» **YOUR INSTRUCTIONS**: Exactly the lines below, starting with the one containing "[[546, 508]]" and going on through the one containing "of the american", must be reproduced, both ends included, and no pictures with them.

» **PROVIDED RECORDS**:

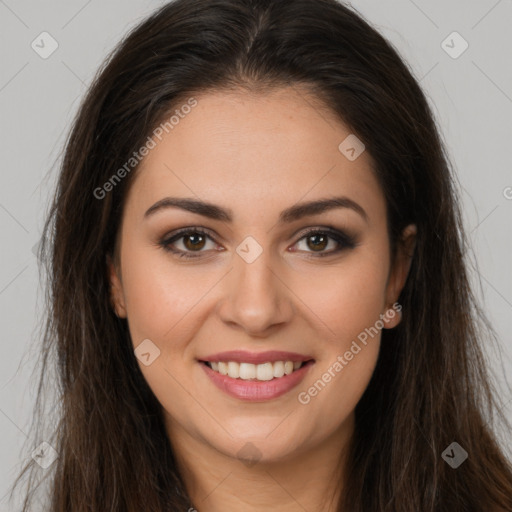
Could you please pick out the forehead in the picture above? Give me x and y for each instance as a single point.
(256, 150)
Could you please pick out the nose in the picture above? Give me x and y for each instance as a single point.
(256, 298)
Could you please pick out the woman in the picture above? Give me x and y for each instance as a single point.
(258, 291)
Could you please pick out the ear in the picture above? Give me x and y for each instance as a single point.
(398, 276)
(116, 289)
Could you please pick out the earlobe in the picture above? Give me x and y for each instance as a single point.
(116, 290)
(405, 251)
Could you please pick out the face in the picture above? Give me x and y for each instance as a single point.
(256, 275)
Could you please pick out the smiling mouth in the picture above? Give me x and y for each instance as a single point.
(258, 372)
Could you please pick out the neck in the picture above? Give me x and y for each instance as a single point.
(308, 479)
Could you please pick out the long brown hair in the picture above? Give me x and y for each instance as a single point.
(431, 385)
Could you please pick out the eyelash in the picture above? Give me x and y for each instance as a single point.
(344, 241)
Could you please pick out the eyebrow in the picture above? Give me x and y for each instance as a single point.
(291, 214)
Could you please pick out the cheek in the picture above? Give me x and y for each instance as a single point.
(346, 298)
(159, 293)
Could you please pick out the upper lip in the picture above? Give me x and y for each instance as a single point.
(242, 356)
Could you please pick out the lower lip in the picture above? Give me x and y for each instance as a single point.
(257, 390)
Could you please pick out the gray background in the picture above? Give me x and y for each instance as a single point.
(471, 97)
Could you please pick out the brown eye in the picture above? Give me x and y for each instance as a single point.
(188, 243)
(325, 242)
(318, 242)
(194, 241)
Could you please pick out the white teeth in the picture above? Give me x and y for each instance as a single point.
(246, 371)
(233, 370)
(278, 369)
(264, 371)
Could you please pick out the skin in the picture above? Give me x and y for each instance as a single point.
(257, 155)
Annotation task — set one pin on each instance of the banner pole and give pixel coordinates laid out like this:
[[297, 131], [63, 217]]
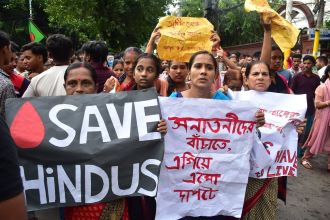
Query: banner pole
[[30, 7]]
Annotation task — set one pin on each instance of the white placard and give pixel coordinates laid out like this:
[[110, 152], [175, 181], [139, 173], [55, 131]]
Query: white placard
[[278, 134], [206, 163]]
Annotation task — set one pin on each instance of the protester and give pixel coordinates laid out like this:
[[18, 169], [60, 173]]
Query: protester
[[118, 67], [319, 138], [261, 194], [306, 82], [50, 82], [321, 64], [95, 53], [12, 202], [165, 69], [20, 83], [202, 67], [127, 81], [233, 80], [177, 77], [6, 87], [20, 67], [276, 64], [296, 61], [35, 55], [81, 78]]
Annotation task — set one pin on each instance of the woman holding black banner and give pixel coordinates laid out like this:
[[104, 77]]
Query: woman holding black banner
[[80, 78]]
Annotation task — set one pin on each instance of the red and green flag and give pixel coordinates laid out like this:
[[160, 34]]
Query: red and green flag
[[35, 34]]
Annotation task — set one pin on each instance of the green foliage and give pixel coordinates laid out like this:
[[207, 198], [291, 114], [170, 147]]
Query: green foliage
[[235, 25], [121, 23], [14, 15]]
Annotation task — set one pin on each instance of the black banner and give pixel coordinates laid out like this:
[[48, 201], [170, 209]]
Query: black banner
[[87, 148]]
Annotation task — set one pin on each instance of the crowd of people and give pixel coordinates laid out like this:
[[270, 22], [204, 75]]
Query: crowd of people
[[54, 69]]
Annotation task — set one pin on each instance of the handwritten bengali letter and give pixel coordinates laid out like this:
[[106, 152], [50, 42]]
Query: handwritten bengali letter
[[206, 162], [284, 33], [183, 36]]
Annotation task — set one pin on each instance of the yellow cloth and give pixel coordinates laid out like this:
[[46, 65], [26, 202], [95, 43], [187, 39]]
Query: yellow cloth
[[183, 36], [283, 32]]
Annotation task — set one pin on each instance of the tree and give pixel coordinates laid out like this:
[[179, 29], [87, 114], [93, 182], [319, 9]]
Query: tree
[[121, 23], [14, 15], [235, 25]]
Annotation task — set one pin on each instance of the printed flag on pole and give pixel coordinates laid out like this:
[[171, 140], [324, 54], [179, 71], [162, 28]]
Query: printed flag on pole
[[35, 34]]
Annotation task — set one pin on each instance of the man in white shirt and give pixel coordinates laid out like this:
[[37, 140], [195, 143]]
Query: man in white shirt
[[50, 82], [321, 64]]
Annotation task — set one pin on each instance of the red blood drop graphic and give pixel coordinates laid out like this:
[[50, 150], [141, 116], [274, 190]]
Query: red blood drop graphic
[[27, 128]]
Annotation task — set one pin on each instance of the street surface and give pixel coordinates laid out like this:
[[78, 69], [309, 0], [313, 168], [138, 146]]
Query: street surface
[[308, 195]]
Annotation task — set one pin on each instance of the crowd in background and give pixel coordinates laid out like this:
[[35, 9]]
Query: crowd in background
[[54, 69]]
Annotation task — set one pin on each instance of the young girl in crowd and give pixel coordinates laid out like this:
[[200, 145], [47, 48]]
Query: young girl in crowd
[[118, 67]]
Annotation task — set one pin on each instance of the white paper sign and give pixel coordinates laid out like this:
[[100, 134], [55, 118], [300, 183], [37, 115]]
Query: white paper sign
[[206, 163], [279, 133]]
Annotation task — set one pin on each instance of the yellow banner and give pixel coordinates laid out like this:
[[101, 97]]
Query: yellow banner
[[183, 36], [284, 33]]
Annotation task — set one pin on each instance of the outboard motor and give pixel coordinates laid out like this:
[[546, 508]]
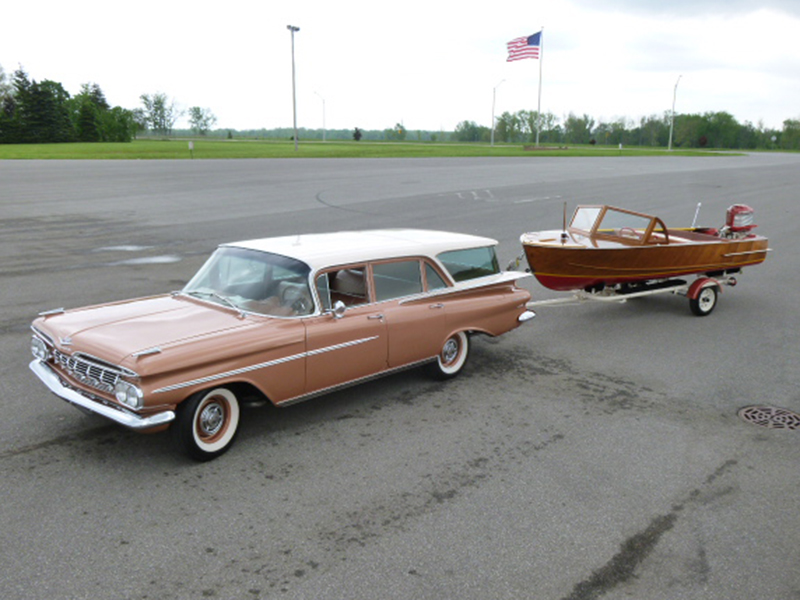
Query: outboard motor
[[738, 222]]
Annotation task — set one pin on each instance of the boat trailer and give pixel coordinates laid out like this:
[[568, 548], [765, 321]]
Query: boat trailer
[[702, 292]]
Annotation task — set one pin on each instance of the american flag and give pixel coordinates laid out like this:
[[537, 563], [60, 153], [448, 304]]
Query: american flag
[[524, 47]]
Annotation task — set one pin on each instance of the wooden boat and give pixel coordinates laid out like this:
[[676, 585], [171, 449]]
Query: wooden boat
[[611, 249]]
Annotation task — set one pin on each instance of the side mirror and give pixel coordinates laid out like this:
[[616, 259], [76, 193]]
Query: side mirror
[[338, 309]]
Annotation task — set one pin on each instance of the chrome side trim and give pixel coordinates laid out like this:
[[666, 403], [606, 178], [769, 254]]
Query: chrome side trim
[[271, 363], [130, 420], [354, 382], [747, 253]]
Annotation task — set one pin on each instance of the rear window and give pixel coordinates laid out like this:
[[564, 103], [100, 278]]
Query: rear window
[[464, 265]]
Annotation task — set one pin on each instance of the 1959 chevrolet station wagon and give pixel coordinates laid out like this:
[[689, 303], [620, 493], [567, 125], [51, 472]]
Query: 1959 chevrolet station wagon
[[283, 319]]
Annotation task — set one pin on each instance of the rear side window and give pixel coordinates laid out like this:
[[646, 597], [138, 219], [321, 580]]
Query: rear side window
[[397, 279], [470, 264]]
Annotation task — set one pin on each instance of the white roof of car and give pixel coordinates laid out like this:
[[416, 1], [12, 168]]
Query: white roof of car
[[320, 250]]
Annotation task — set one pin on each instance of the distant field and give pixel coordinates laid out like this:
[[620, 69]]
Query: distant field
[[204, 149]]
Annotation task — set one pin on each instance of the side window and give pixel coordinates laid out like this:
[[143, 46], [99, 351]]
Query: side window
[[397, 279], [435, 281], [324, 291], [348, 285], [471, 263]]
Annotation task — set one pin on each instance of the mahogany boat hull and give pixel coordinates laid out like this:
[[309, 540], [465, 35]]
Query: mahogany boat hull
[[574, 266]]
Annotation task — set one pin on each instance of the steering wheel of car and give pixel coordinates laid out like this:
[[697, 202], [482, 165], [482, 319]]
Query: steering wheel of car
[[301, 306]]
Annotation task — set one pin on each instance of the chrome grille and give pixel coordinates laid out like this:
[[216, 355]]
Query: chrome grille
[[89, 372]]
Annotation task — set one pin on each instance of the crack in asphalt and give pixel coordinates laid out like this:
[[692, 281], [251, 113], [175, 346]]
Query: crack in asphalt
[[634, 550]]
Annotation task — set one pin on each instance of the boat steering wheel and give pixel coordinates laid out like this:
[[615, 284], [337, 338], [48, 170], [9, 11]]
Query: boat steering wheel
[[629, 231]]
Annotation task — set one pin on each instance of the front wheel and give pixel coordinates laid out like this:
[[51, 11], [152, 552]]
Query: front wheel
[[207, 423], [452, 357], [705, 302]]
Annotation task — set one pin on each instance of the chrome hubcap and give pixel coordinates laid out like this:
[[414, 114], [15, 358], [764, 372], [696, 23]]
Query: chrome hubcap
[[706, 299], [450, 351], [211, 419]]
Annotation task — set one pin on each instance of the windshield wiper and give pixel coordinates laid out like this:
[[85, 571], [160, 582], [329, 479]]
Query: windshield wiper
[[224, 299]]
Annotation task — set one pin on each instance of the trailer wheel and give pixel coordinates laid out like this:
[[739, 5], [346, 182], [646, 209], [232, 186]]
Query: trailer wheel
[[705, 302]]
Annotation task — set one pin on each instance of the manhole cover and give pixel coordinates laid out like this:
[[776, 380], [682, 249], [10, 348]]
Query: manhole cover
[[770, 417]]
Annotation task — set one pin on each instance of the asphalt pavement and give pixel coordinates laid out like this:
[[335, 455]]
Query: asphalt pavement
[[596, 452]]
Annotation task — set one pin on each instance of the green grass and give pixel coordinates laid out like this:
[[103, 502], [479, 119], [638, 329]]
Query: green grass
[[205, 149]]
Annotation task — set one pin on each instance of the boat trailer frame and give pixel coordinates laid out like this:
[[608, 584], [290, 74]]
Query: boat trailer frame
[[702, 292]]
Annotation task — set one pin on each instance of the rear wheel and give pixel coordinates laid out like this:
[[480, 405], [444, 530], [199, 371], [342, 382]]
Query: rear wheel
[[207, 423], [705, 302], [452, 357]]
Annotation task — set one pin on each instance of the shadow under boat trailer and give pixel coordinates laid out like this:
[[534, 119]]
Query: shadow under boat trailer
[[702, 293]]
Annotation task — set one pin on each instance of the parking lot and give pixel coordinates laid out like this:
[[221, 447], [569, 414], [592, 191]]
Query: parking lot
[[594, 452]]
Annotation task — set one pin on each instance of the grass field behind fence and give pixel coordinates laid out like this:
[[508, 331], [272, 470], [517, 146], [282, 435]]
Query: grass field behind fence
[[207, 149]]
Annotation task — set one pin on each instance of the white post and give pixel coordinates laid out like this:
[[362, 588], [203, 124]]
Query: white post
[[539, 105], [292, 28], [672, 118], [494, 95], [323, 115]]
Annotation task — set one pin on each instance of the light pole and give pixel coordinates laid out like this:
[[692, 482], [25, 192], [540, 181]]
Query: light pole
[[494, 97], [672, 119], [323, 115], [292, 28]]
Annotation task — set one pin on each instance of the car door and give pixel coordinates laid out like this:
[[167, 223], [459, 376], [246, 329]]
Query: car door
[[343, 349], [416, 323]]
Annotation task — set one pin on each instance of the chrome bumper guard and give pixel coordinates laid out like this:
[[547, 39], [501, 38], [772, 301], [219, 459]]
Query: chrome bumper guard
[[130, 420]]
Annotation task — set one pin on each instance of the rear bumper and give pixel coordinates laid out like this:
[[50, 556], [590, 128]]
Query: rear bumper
[[130, 420]]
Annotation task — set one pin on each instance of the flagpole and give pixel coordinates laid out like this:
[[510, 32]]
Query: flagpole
[[539, 106]]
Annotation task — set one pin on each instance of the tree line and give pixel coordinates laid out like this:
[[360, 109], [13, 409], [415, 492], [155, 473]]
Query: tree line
[[708, 130], [43, 112]]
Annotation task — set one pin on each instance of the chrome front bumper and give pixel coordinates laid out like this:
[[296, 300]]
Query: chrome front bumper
[[130, 420]]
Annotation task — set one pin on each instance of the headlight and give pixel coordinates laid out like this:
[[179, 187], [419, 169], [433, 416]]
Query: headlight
[[39, 349], [128, 394]]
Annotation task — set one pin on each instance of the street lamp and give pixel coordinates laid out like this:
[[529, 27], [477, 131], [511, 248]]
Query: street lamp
[[323, 115], [672, 119], [494, 96], [293, 29]]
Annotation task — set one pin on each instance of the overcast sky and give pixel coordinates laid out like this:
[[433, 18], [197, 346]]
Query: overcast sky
[[426, 64]]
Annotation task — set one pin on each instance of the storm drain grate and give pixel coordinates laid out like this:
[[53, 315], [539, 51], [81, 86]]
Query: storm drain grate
[[770, 417]]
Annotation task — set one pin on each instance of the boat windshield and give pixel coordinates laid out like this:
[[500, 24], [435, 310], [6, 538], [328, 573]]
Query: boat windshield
[[251, 281], [584, 217], [616, 220]]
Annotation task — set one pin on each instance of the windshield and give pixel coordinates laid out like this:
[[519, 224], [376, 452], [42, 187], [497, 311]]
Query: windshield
[[584, 217], [251, 281]]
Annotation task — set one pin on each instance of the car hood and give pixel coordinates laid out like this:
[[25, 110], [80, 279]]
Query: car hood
[[118, 332]]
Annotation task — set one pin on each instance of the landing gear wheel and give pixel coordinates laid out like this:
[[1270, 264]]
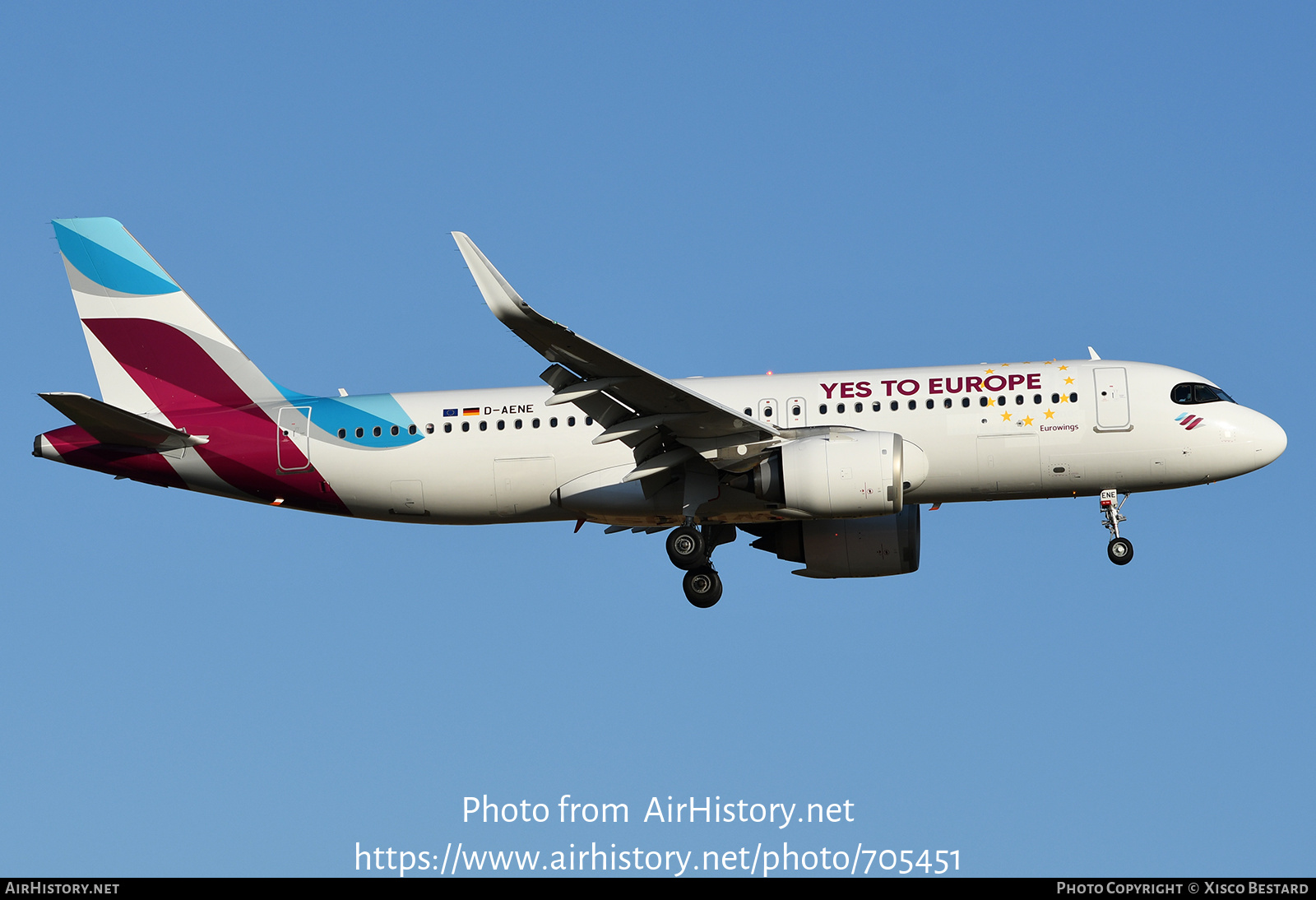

» **ANSWER SECTION**:
[[546, 508]]
Query: outboard motor
[[738, 222]]
Annotation task — set one pin on each instance of the boat trailer and give pixel coordinates laid out like this:
[[568, 548], [765, 321]]
Query: boat trailer
[[702, 292]]
Annotation task — set one pin on each instance of the american flag and give pixel coordinates laid out like this:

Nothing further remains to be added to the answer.